VORGABE A: Gib den Bericht über die Berliner Hehlerbande ab den Worten „Eine sechsköpfige Bande“ wieder und hör nach „die Polizei mitteilte.“ auf. Aktualisiere dabei „Freitag“ zu „Donnerstag“.
################
Hehlerbande in Berlin zerschlagen: Polizei findet 1.100 gestohlene Ausweise und Pässe

Eine sechsköpfige Bande handelte mit gestohlenen Pässen und Dokumenten – am Freitag schlug die Polizei zu. Die Beamten entdeckten mehr als tausend Blankodokumente.

Aufenthaltstitel, vorläufige Personalausweise, Reisepässe für Kinder und Erwachsene – die amtlichen Dokumente türmen sich gleich stapelweise in einem Büro im vierten Stock des Polizeiabschnitts 44 in der Gothaer Straße. Rund 1100 Originaldokumente präsentieren die Ermittler des Landeskriminalamtes am Dienstagmittag in Schöneberg – gestohlen bei Einbrüchen in Bürgerämter in- und außerhalb von Berlin, gegen Bargeld verkauft an illegale Flüchtlinge und Kriminelle, die "sich so einen scheinbar legalen Aufenthalt in Deutschland sichern wollten", wie die Polizei mitteilte.
################
VORGABE B: Sammle aus der Liste jede Zeile, in der das Wort „green“ steht, und schreib sie ab.

DATEN:
################
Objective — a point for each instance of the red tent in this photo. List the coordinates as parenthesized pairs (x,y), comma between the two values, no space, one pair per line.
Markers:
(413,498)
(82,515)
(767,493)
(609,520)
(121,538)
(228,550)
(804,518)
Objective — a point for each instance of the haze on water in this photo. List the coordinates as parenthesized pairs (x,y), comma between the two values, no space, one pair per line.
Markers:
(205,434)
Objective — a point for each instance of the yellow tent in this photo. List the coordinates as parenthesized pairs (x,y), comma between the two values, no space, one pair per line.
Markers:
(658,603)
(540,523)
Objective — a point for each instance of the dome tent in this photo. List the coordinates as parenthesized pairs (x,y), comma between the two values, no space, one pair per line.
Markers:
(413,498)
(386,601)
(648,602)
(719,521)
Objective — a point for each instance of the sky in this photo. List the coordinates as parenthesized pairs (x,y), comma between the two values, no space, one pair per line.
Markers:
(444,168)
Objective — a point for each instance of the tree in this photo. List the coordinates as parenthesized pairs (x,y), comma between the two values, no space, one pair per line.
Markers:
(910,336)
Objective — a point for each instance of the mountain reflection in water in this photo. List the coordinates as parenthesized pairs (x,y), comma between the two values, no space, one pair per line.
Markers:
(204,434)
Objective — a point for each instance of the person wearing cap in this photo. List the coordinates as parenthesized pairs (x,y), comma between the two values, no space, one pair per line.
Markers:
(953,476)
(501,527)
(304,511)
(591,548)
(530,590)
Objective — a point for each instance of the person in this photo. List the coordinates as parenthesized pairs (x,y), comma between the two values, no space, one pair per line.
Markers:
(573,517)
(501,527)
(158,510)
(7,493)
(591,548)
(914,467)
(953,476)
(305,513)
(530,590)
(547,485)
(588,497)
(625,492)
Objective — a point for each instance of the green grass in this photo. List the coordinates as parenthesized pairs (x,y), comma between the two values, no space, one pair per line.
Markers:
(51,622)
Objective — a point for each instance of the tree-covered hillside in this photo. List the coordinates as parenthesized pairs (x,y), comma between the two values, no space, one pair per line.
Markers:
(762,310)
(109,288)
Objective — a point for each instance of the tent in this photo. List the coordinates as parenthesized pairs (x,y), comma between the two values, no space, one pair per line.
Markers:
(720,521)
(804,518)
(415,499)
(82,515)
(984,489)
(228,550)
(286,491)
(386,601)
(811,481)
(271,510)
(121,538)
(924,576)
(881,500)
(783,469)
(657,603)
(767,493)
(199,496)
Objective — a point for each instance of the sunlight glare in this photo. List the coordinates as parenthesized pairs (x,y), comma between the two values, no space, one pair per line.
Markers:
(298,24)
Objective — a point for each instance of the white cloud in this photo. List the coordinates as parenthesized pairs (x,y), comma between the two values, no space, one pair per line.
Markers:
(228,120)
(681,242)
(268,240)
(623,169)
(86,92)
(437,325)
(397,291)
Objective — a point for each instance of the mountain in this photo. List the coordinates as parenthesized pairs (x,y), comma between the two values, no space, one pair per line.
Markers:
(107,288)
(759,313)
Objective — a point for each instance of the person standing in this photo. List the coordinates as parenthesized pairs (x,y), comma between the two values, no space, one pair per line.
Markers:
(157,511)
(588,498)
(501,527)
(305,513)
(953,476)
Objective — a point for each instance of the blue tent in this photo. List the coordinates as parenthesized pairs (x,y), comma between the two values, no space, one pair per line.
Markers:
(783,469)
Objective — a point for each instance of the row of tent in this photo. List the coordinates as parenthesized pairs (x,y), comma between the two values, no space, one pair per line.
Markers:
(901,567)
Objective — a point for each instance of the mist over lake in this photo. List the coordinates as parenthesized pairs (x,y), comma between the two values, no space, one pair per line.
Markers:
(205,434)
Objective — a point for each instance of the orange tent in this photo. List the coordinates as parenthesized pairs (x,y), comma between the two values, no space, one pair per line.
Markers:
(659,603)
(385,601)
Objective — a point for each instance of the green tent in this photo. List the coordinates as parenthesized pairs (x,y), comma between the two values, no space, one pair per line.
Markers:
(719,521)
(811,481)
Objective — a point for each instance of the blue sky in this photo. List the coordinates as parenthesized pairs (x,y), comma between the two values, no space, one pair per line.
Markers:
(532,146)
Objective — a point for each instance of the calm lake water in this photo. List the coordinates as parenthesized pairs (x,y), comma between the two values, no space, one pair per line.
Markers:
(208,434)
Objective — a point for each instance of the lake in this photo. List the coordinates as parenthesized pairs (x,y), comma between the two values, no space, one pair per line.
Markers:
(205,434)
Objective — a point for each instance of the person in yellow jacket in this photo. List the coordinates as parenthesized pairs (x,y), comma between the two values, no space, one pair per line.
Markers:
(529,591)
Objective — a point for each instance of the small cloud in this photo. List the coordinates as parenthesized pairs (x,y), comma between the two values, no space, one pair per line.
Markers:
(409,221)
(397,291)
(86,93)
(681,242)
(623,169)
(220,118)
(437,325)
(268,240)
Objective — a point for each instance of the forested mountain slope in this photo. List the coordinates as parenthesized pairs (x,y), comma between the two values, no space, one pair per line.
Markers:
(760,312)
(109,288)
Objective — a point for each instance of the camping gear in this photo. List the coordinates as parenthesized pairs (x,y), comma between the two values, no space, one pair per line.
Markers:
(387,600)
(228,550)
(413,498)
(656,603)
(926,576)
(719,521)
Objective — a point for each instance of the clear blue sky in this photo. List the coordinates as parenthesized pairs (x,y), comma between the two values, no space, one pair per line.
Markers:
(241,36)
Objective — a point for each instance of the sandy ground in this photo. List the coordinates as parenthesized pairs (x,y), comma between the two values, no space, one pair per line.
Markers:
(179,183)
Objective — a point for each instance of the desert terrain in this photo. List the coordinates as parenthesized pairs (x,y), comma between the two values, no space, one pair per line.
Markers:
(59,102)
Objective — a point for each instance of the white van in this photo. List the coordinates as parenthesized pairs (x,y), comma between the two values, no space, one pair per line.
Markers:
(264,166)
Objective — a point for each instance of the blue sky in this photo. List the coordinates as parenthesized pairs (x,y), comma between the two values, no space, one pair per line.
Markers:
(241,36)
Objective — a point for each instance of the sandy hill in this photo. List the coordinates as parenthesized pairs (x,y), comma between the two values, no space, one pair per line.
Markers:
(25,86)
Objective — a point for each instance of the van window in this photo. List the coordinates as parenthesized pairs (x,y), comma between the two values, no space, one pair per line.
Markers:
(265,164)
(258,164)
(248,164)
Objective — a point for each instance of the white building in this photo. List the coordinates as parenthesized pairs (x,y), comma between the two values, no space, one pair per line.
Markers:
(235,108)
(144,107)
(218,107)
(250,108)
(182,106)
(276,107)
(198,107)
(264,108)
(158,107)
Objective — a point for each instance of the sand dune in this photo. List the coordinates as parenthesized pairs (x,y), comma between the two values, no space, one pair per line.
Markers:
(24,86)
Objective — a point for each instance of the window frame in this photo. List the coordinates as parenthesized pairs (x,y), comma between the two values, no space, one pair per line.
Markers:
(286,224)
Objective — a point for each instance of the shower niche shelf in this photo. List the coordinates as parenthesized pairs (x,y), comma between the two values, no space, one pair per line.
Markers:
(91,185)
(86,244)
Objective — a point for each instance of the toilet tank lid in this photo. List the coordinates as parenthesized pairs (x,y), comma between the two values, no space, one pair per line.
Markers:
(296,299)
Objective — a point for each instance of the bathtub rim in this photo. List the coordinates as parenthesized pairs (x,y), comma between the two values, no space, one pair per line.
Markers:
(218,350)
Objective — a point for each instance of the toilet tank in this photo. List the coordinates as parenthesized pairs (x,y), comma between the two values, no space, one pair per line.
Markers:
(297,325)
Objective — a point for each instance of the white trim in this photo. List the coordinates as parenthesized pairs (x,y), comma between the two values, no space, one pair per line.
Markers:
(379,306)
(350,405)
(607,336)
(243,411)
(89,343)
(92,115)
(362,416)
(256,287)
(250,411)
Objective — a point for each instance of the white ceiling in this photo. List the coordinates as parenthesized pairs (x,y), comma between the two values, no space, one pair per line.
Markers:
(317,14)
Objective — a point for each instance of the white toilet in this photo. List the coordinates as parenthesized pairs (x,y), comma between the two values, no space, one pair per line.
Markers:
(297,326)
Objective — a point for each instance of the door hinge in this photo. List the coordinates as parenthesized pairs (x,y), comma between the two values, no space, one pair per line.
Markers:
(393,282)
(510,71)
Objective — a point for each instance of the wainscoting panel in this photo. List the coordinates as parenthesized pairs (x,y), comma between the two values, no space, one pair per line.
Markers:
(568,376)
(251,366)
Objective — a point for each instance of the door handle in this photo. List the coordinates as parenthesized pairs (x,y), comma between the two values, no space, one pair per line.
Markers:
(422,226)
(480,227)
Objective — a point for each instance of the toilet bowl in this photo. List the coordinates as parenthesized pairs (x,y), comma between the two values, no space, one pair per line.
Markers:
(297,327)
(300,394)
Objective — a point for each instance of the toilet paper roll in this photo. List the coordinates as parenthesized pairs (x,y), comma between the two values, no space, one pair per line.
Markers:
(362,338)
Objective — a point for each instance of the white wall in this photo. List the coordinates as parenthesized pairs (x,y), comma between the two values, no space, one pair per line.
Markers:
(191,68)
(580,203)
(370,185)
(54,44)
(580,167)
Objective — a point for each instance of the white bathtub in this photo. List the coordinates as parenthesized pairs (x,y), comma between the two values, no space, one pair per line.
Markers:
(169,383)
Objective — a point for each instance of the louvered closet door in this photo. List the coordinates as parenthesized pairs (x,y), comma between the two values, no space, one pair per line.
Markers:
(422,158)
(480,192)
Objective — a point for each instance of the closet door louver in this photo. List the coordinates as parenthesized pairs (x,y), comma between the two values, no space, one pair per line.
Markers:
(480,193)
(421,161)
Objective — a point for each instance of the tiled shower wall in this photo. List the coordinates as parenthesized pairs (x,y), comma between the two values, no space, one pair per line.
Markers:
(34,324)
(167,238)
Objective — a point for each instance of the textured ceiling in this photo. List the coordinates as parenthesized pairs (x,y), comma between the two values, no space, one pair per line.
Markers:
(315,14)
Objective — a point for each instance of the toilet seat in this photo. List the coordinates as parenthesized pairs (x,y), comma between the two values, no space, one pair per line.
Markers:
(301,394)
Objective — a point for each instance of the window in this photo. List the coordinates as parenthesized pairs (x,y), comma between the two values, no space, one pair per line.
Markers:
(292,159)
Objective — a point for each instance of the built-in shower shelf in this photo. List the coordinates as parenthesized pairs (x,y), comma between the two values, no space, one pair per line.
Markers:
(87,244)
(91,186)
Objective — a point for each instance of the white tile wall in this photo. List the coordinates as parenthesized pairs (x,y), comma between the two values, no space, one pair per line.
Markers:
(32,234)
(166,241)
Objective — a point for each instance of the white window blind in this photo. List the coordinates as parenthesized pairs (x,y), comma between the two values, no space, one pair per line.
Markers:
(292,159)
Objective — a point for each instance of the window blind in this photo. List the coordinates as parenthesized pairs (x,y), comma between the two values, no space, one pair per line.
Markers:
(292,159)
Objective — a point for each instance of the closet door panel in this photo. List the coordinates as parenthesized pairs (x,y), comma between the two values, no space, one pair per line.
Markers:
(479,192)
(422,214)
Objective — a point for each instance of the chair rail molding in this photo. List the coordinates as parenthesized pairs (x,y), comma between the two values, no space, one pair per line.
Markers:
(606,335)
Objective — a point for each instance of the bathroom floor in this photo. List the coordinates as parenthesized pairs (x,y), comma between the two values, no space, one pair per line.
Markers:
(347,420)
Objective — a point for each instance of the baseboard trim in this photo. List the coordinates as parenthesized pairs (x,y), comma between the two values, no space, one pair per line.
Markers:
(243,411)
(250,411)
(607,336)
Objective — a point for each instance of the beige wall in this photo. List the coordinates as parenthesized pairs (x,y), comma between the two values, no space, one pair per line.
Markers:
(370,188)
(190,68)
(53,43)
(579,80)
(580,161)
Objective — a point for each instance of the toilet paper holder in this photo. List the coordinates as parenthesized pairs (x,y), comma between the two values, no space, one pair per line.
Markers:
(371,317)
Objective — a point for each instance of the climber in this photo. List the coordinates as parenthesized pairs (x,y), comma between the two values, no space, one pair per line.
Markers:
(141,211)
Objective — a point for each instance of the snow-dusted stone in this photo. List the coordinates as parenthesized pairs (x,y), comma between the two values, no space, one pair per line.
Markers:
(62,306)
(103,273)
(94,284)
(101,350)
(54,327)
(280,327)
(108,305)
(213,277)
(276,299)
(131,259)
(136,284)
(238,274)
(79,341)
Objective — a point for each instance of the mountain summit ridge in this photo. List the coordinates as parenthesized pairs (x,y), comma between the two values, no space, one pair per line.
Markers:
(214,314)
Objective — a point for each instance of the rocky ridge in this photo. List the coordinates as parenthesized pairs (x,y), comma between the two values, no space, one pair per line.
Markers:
################
ERGEBNIS A:
Eine sechsköpfige Bande handelte mit gestohlenen Pässen und Dokumenten – am Donnerstag schlug die Polizei zu. Die Beamten entdeckten mehr als tausend Blankodokumente.

Aufenthaltstitel, vorläufige Personalausweise, Reisepässe für Kinder und Erwachsene – die amtlichen Dokumente türmen sich gleich stapelweise in einem Büro im vierten Stock des Polizeiabschnitts 44 in der Gothaer Straße. Rund 1100 Originaldokumente präsentieren die Ermittler des Landeskriminalamtes am Dienstagmittag in Schöneberg – gestohlen bei Einbrüchen in Bürgerämter in- und außerhalb von Berlin, gegen Bargeld verkauft an illegale Flüchtlinge und Kriminelle, die "sich so einen scheinbar legalen Aufenthalt in Deutschland sichern wollten", wie die Polizei mitteilte.

ERGEBNIS B:
Objective — a point for each instance of the green grass in this photo. List the coordinates as parenthesized pairs (x,y), comma between the two values, no space, one pair per line.
Objective — a point for each instance of the green tent in this photo. List the coordinates as parenthesized pairs (x,y), comma between the two values, no space, one pair per line.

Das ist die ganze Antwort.